- EXERCISE AIM:
Beginning with the first entry, set down each one exactly as shown.

Referring expression pointing data:
<<<<
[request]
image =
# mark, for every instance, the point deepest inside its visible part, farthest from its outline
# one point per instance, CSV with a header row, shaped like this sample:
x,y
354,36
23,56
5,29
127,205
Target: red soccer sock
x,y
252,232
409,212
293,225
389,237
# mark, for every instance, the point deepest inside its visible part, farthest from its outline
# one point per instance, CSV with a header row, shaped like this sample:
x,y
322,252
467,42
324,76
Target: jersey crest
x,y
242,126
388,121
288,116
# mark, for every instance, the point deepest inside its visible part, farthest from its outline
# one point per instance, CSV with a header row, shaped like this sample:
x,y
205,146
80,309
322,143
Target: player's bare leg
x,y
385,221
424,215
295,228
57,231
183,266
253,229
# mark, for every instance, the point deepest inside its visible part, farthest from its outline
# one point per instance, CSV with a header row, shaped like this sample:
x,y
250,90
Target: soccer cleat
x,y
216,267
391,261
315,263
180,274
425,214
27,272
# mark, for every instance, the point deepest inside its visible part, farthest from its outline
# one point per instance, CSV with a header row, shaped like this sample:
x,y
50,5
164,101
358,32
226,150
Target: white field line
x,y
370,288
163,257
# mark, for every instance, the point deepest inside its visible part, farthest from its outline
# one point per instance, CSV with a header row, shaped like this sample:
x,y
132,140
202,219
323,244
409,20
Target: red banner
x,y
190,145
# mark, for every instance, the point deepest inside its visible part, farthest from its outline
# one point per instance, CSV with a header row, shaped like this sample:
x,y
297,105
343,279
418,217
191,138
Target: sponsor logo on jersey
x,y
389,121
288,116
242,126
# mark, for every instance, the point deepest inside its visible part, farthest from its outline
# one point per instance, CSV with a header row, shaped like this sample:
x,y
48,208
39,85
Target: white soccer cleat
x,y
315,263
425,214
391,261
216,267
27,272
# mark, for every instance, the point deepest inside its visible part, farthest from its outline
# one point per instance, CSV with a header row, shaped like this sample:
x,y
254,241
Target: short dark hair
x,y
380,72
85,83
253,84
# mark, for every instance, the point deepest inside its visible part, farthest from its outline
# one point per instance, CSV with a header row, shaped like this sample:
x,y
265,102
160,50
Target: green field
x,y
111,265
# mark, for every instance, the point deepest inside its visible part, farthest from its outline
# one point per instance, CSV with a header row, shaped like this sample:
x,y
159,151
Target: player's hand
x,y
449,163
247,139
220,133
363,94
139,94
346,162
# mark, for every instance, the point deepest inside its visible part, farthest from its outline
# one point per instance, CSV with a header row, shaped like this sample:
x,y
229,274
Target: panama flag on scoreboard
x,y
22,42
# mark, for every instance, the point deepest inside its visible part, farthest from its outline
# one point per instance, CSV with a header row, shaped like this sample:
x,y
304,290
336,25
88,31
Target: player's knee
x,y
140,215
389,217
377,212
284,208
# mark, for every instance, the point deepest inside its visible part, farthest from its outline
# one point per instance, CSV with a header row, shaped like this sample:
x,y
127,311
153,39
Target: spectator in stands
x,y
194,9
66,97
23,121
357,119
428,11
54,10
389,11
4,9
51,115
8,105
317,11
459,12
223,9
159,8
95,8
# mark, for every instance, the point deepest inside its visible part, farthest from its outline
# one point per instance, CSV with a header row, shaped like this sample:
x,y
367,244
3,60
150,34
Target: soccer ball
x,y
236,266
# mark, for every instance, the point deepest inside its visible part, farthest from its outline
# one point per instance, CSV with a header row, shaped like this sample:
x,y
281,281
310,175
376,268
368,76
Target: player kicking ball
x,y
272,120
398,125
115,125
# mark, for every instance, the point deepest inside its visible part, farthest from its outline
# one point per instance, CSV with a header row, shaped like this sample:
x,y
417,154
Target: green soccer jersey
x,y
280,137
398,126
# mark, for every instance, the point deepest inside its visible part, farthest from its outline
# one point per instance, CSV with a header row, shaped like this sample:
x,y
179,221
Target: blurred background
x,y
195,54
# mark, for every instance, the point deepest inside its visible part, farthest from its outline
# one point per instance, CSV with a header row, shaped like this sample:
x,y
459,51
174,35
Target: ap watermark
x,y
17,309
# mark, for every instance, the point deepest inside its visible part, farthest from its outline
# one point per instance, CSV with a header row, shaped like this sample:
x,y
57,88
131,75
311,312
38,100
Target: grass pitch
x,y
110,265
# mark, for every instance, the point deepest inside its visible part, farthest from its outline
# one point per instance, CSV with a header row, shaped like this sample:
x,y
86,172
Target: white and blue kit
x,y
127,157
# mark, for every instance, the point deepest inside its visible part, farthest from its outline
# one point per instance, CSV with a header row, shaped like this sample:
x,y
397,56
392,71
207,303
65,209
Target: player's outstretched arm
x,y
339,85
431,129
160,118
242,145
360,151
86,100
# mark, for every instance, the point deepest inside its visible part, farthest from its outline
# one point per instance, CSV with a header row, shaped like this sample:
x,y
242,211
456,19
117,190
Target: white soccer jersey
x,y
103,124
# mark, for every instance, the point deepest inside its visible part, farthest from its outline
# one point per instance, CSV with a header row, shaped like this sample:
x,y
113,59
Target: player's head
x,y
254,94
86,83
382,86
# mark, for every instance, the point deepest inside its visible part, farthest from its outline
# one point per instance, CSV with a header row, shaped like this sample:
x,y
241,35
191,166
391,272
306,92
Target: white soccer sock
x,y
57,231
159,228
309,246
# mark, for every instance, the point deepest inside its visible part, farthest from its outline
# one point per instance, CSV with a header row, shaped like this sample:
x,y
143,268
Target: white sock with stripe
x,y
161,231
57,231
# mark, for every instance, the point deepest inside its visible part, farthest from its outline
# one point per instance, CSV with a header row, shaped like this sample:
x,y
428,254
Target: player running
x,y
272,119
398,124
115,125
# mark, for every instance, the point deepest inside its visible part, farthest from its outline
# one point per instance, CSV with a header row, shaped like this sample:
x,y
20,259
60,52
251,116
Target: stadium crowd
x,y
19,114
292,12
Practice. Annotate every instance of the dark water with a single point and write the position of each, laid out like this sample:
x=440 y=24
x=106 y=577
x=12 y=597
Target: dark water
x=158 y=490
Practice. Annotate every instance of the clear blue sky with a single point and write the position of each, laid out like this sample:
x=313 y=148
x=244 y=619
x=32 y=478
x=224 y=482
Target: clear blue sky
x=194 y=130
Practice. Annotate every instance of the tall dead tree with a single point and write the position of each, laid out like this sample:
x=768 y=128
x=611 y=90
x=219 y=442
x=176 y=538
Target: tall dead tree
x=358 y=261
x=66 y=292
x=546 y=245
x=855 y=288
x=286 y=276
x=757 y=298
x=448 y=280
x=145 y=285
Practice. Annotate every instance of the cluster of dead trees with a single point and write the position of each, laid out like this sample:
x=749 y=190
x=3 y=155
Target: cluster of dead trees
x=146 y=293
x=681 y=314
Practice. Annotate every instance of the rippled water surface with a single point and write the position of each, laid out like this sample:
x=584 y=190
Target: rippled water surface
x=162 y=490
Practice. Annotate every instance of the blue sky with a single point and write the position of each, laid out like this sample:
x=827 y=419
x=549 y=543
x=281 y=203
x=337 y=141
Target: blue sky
>>>>
- SOLUTION BELOW:
[request]
image =
# mark, for every instance, the point deepest inside its visible part, farthest from its outline
# one point per instance, CSV with a header row, shaped like this sample:
x,y
354,36
23,56
5,29
127,205
Target: red soccer sock
x,y
252,232
409,212
293,225
389,237
# mark, for every instance, the point deepest inside its visible part, farthest from its outline
# one point per instance, CSV with a header row, shaped like this sample:
x,y
322,252
467,42
324,76
Target: jersey crest
x,y
242,126
388,121
288,116
# mark, for every instance, the point deepest inside its visible part, farthest from its outline
# one point per instance, CSV with a header row, shaped like this sample:
x,y
205,146
80,309
322,143
Target: player's bare leg
x,y
385,221
424,215
295,228
57,231
183,266
253,229
# mark, for every instance, the point deepest inside its visible part, farthest from its outline
# one point per instance, CSV with a header row, shaped like this sample:
x,y
250,90
Target: soccer cleat
x,y
216,267
391,261
315,263
180,274
425,214
27,272
# mark, for every instance, the point deepest inside its visible part, farthest from its outline
# one point per instance, CSV with a header row, shaped like this sample:
x,y
50,5
164,101
358,32
226,150
Target: white field line
x,y
370,288
163,257
# mark, for every instance, the point deepest inside its visible part, farthest from its outline
# one point per instance, CSV with a header row, shaped like this sample:
x,y
132,140
202,219
323,244
409,20
Target: red banner
x,y
190,145
# mark, for every instance, the point deepest inside its visible part, farthest from its outline
# one point per instance, CSV with a header row, shaped like this sample:
x,y
297,105
343,279
418,217
191,138
Target: sponsor logo on jersey
x,y
389,121
288,116
242,126
# mark, for every instance, the point deepest inside its visible part, farthest from its outline
# one point per instance, CSV with a header row, shaped like this sample:
x,y
48,208
39,85
Target: white soccer cleat
x,y
315,263
425,214
391,261
216,267
27,272
# mark, for every instance, the point deepest inside its visible part, farthest from its outline
# one point per instance, CSV with a header row, shaped like this sample:
x,y
254,241
Target: short dark hair
x,y
380,72
85,83
253,84
# mark, for every instance, the point deepest inside its visible part, farthest from its outline
# one point per instance, CSV with a header row, shaped like this sample:
x,y
265,102
160,50
Target: green field
x,y
111,265
# mark, for every instance, the point deepest inside its visible part, farthest from its outline
# one point per instance, CSV with a header row, shaped like this sample:
x,y
159,151
Target: player's hand
x,y
449,163
247,139
220,133
363,94
139,94
346,162
# mark, for every instance, the point deepest inside its visible part, farthest from its outline
# one point per instance, CSV with a header row, shaped like this sample:
x,y
229,274
Target: panama flag on scoreboard
x,y
22,42
# mark, for every instance, the point deepest inside its visible part, farthest from its outline
# one point per instance, CSV with a header row, shaped like this sample:
x,y
304,290
336,25
88,31
Target: player's knee
x,y
140,215
389,217
377,212
284,208
# mark, for every instance, the point deepest inside its visible part, farthest from its outline
# one point per instance, CSV with a header row, shaped like this sample:
x,y
127,311
153,39
Target: spectator in stands
x,y
194,9
66,97
23,121
357,119
428,11
54,10
389,11
4,9
51,115
8,105
317,11
459,12
223,9
159,8
95,8
# mark, for every instance, the point deepest inside its visible part, farthest from its outline
# one point per instance, CSV with a header row, shaped like this sample:
x,y
367,244
3,60
150,34
Target: soccer ball
x,y
236,266
# mark, for every instance, the point deepest inside its visible part, farthest from its outline
# one point per instance, CSV with a header row, shaped like this sample:
x,y
281,281
310,175
376,268
368,76
Target: player kicking ball
x,y
272,120
398,125
115,125
# mark, for every instance, the point deepest inside its visible part, farthest from its outline
# one point per instance, CSV with a header row, shaped like this sample:
x,y
417,154
Target: green soccer jersey
x,y
280,137
398,126
# mark, for every instance, the point deepest inside its visible part, farthest from its outline
# one point per instance, CSV with a header row, shaped like this sample:
x,y
179,221
Target: blurred background
x,y
195,54
# mark, for every instance, the point deepest inside its visible part, farthest from its outline
# one point per instance, CSV with a header row, shaped like this sample:
x,y
459,51
174,35
Target: ap watermark
x,y
17,309
# mark, for every instance, the point deepest inside its visible part, farthest from its outline
# one point per instance, CSV with a header row, shaped like this sample:
x,y
57,88
131,75
311,312
38,100
Target: grass pitch
x,y
110,265
# mark, for every instance, the point deepest inside its visible part, farthest from its outline
# one point per instance, CSV with a header row, shaped like this sample:
x,y
86,172
Target: white and blue kit
x,y
127,157
# mark, for every instance, the point deepest inside its visible part, farthest from its outline
# one point per instance, CSV with a header row, shaped like this sample:
x,y
397,56
392,71
207,303
65,209
Target: player's outstretched arm
x,y
339,85
431,129
160,118
242,145
360,151
86,100
# mark, for every instance, the point deepest inside its visible part, farthest from its outline
# one point per instance, CSV with a header row, shaped like this sample:
x,y
242,211
456,19
117,190
Target: white soccer jersey
x,y
103,124
# mark, for every instance, the point deepest inside its visible part, farthest from its outline
# one point per instance, CSV with a header row, shaped like this sample:
x,y
113,59
Target: player's head
x,y
254,94
86,83
382,86
# mark, for every instance, the point deepest inside its visible part, farthest from its outline
# one point per instance, CSV with a header row, shaped like this sample:
x,y
241,35
191,166
391,272
306,92
Target: white soccer sock
x,y
57,231
159,228
309,246
# mark, for every instance, the point deepest inside its visible part, farthest from its outline
# one point per instance, CSV with a header row, shaped like this sample:
x,y
143,268
Target: white sock with stripe
x,y
161,231
57,231
# mark, for every instance, the point deepest inside its visible part, farthest from its outline
# one point per instance, CSV with a header row, shaped like this sample:
x,y
428,254
Target: player running
x,y
272,119
398,124
115,125
# mark, for every instance, the point deepest inside its visible part, farthest from its outline
# one point per instance, CSV with a header row, shaped like this sample:
x,y
20,259
60,52
251,116
Target: stadium crowd
x,y
19,114
292,12
Practice. Annotate every instance of the dark water with a single point and write the position of each, laid out like this sample:
x=440 y=24
x=106 y=577
x=12 y=597
Target: dark water
x=158 y=490
Practice. Annotate every instance of the clear blue sky with a single point and write the position of each, laid out like this sample:
x=313 y=148
x=244 y=619
x=32 y=478
x=224 y=482
Target: clear blue sky
x=194 y=130
Practice. Annotate every instance of the tall dead tree with a single point and write the position of each, laid out like this sample:
x=768 y=128
x=611 y=90
x=219 y=442
x=176 y=538
Target: tall dead tree
x=358 y=261
x=66 y=292
x=546 y=245
x=855 y=288
x=286 y=276
x=757 y=298
x=448 y=280
x=145 y=285
Practice. Annotate every instance of the cluster of dead trees with a single point and write the position of each, laid out like this sample:
x=749 y=190
x=3 y=155
Target: cluster of dead trees
x=146 y=293
x=681 y=314
Practice. Annotate every instance of the rippled water surface with a single point and write the position of each, laid out like this sample:
x=584 y=190
Target: rippled water surface
x=162 y=490
Practice. Annotate every instance of the blue sky with a single point and write the position of each, laid out like this sample:
x=827 y=419
x=549 y=543
x=281 y=203
x=337 y=141
Target: blue sky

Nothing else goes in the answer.